## [TEXT]
§

Like a human brain, the more practice the neural network model gets, the better it is at determining what the image might indicate. Fortunately, despite the rarity of melanomas — and hence relatively few images of them — the researchers were able to utilize “transfer learning.” With this method, the model was “pre-trained” in making fundamental recognitions and distinctions between images of everyday objects derived from a large repository called ImageNet, and then given medical images to inspect.

Three or so years ago, the researchers achieved roughly 85 percent accuracy with just a few hundred images. Since then, with more images and more refinement, the degree of accuracy has climbed to 96 percent — better than that of humans.

Still, Bhattacharya pointed out, the success rate “should be taken with a grain of salt,” as it still needs to be proven within a clinical setting. While a head-to-head test between the neural network model and a dermatologist looking at images might prove the model the winner, its efficacy in a real-world medical scenario is yet to be demonstrated.

“We really want to get this into the hands of clinicians,” Bhattacharya said. As the research team works to make that happen, Bhattacharya, Hadley and other physicians have teamed up to launch a company called SkinIQ, aimed at bringing artificial intelligence to skin cancer detection. The team hopes to create a mobile app that will allow people — especially those who live in remote areas with little access to skin experts — to make their own assessments as to whether they may or may not have melanoma.

§

## [COLLECTED DATA]

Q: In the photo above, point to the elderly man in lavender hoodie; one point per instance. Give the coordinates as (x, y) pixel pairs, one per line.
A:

§

## [INSTRUCTIONS]
A – According to the melanoma detection text, what accuracy has the neural network model reached with more images and refinement?
B – Continue the melanoma detection text after its final sentence.

## [PER-TASK ANSWERS]
A – 96 percent.

B –
The soon-to-be college senior has also made presentations and garnered awards and recognition for his work, including a second place-ranked paper at a meeting of the American Medical Informatics Association in San Francisco last March. In 2016 he received honorable mention and was the only UCSB representative at the annual UC Berkeley Big Ideas Competition. His work has contributed to numerous successful academic grants, including the prestigious and inaugural UCSF Marcus Program in Precision Medicine Initiative.

As Bhattacharya enters his senior year at UCSB, with medical school on the horizon, he points to the College of Creative Studies as setting him up for success. In particular, he credits his CCS faculty advisor Phill Conrad and research mentor Linda Petzold (a professor in the departments of computer science and mechanical engineering) for enabling his entry into translational medicine and precision medicine — emerging fields in which data, technology and innovation propel rapid developments and progress in the treatment and cure of diseases.

Bhattacharya will continue to work in collaboration with Dr. Hadley at UCSF’s Institute for Computational Health Sciences at the intersection of medical and data science, but he attributes his solid foundation to CCS.

“CCS has really been great,” he said, adding that the idea for the use of the neural network for medicine was born at UCSB. “When I came here, I knew I wanted to do biology and computer science. Those are my loves.”